→ **Work to complete**
Could you rewrite the rows below so that every "partially occluded" becomes "partly hidden", with nothing else changed?

→ **Task material**

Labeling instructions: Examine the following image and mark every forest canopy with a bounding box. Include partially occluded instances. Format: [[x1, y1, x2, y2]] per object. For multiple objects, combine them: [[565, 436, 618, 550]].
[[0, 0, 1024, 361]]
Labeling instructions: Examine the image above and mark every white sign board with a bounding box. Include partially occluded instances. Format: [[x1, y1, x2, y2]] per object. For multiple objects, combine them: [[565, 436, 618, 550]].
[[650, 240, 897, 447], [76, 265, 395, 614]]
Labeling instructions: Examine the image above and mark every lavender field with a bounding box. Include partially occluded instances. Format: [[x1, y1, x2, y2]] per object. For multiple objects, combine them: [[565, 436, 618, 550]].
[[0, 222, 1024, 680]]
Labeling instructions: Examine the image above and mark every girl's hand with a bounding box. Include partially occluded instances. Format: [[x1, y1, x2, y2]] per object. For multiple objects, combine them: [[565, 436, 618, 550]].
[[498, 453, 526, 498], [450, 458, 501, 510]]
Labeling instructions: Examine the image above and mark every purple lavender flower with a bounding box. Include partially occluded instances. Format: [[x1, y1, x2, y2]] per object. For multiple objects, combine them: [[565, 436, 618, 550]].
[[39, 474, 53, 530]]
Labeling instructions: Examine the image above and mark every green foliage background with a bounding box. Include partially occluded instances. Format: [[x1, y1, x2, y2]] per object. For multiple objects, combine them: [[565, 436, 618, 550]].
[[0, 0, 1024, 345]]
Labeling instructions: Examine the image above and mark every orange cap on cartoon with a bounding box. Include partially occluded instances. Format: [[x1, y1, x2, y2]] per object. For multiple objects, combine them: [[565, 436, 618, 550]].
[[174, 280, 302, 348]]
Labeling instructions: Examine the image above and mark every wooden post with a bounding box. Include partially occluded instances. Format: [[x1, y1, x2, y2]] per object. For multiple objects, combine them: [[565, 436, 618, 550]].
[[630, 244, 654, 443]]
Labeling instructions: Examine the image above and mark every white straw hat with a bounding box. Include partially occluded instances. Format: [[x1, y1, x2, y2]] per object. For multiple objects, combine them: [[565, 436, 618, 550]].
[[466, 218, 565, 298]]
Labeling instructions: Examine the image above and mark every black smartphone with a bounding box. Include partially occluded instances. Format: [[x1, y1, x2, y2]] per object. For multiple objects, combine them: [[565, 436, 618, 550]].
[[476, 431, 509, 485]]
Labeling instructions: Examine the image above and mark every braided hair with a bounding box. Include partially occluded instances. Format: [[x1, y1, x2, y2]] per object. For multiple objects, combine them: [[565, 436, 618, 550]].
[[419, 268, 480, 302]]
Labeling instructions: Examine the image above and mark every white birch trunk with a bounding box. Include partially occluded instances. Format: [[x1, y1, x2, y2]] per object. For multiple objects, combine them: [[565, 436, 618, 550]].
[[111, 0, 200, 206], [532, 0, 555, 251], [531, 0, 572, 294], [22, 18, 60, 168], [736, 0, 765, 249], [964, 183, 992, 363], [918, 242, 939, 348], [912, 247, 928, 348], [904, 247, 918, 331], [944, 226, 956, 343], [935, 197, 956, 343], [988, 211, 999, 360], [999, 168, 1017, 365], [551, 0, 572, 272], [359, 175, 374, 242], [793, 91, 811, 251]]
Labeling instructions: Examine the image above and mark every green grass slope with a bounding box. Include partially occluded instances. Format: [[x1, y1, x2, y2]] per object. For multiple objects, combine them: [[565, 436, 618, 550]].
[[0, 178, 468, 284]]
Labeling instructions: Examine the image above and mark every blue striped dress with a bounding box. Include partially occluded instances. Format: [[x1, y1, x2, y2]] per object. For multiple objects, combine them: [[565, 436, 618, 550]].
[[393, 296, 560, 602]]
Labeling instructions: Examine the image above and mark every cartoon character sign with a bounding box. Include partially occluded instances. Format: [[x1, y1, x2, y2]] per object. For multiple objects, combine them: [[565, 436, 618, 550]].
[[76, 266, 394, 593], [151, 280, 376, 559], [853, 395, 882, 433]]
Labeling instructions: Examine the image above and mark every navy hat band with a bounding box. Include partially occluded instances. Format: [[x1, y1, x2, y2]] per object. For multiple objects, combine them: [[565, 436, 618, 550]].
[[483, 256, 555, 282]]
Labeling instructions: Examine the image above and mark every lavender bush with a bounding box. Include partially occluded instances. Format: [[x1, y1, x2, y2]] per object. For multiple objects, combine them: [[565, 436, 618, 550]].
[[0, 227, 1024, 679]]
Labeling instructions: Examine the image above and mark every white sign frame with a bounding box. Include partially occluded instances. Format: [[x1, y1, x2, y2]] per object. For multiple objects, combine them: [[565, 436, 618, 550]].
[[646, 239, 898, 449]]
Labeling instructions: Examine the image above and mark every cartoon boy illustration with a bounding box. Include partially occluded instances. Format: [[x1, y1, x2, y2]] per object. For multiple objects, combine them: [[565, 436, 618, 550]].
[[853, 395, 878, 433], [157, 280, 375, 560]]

→ **Solution to this problem**
Labeling instructions: Examine the following image and mark every forest canopy with a bounding box. Include partly hidden instances. Format: [[x1, y1, x2, y2]] per object. For multiple objects, combine them: [[565, 436, 618, 550]].
[[0, 0, 1024, 361]]
Labeling instructions: Examine the image above and mark every white sign board with a bounding box. Include partly hidden instances. Format: [[x1, y1, x2, y2]] per object. For multiple objects, combine them: [[565, 436, 618, 550]].
[[650, 240, 897, 447], [76, 265, 395, 614]]
Labeling instructions: Examine the image above and mark every lavender field with a bounding box. Include partly hidden instances. Format: [[x1, y1, x2, y2]] per object. For multiple objects, combine them: [[565, 436, 618, 550]].
[[0, 222, 1024, 680]]
Labeling instructions: Examine the image above and mark every girl's hand with a bounding box. Include partly hidden instances. Format: [[x1, y1, x2, y2]] per object. For multiple objects, combine them: [[565, 436, 618, 550]].
[[498, 453, 526, 498], [450, 458, 501, 510]]
Labeling instructions: Examine the image above and mark every purple lavender flower with a bounding box. Include partly hidden instances. Format: [[x1, y1, x2, y2]] per object. For multiple objects, combine them: [[565, 436, 618, 550]].
[[39, 474, 53, 530]]
Labeling instructions: Examine the image above and mark every green foliage background with a bounding box. Include partly hidden instances. Format: [[x1, y1, x2, y2]] per object. For multiple objects, combine them: [[565, 436, 618, 550]].
[[0, 0, 1024, 345]]
Labeling instructions: Examine the image above and mark every orange cap on cartoon with a bounding box. Include partly hidden instances. Format: [[x1, y1, x2, y2]] per object. For multiple objects, combine them: [[565, 436, 618, 550]].
[[174, 280, 302, 348]]
Labeling instructions: Examine the image above and mark every wooden post with a bounding box. Include partly hidden instances. Format: [[x1, y1, x2, y2]] per object. For multiple objects, combine them: [[565, 436, 618, 550]].
[[630, 244, 654, 443]]
Labeling instructions: Examine the image above and mark every white straw hat with a bounding box. Include partly hidden instances. Format: [[x1, y1, x2, y2]] per object. For multiple objects, combine them: [[565, 436, 618, 550]].
[[466, 218, 565, 298]]
Labeling instructions: Examine the image above and mark every black smartphone with a bounding box. Include partly hidden instances. Format: [[x1, y1, x2, y2]] per object. For multiple objects, combine them: [[565, 436, 618, 550]].
[[476, 431, 509, 485]]
Labeling instructions: Examine the image above and mark every braided hair with a bounding box. Include partly hidden instances. Format: [[x1, y1, x2, y2]] per object. For multiple objects, combine them: [[565, 436, 618, 550]].
[[419, 268, 480, 302]]
Labeling instructions: Examine the image above and mark every white birch trunk with a bounding box. Include partly hidden instances. Format: [[x1, y1, x2, y2]] per object. For multiple objects, combine them: [[565, 436, 618, 550]].
[[111, 0, 200, 206], [532, 0, 555, 251], [531, 0, 572, 294], [22, 18, 60, 168], [736, 0, 765, 249], [964, 183, 992, 363], [918, 242, 939, 348], [912, 247, 928, 348], [904, 247, 918, 331], [944, 226, 956, 343], [935, 197, 956, 343], [988, 211, 999, 360], [999, 168, 1017, 365], [551, 0, 572, 272], [359, 175, 374, 242], [793, 91, 811, 251]]
Labeling instructions: Examine the image above and mark every green grass slope with a bounding box. Include partly hidden instances. Format: [[x1, y1, x2, y2]] per object. For multiple objects, combine them: [[565, 436, 618, 550]].
[[0, 178, 468, 284]]
Labeling instructions: Examine the image above and mark every blue striped dress with a bounding box. Include partly hidden instances. Format: [[x1, y1, x2, y2]] per object. For multiple objects, combine them: [[565, 436, 618, 550]].
[[393, 296, 560, 602]]
Labeling instructions: Examine the image above and mark every cartoon character sign with a bounding box. Include partly hidden instances. Format: [[x1, y1, x2, y2]] per object. For multiple objects, combine them: [[565, 436, 618, 550]].
[[76, 266, 394, 593], [151, 280, 376, 559], [853, 395, 882, 433]]
Labeling instructions: Examine the image above and mark every navy hat band with a bounding box. Include partly hidden instances. Format: [[x1, y1, x2, y2]] per object. For multiple objects, combine them: [[565, 436, 618, 550]].
[[483, 256, 555, 282]]
Labeling instructions: Examine the image above and mark every lavender bush with a bounding box. Include partly hidden instances. Format: [[x1, y1, x2, y2]] per object. For multiple objects, combine them: [[565, 436, 618, 550]].
[[0, 227, 1024, 679]]
Labeling instructions: Examine the image above and mark every white sign frame with a bounding box. Include partly hidden instances. Format: [[x1, y1, x2, y2]] per object. For multiple objects, combine them: [[565, 436, 618, 550]].
[[646, 239, 898, 449]]
Labeling instructions: Examine the image above and mark every cartoon boy illustration with a bounding box. Include partly hidden instances. Format: [[x1, y1, x2, y2]] per object. For multiple objects, combine them: [[565, 436, 618, 550]].
[[853, 395, 878, 433], [157, 280, 375, 560]]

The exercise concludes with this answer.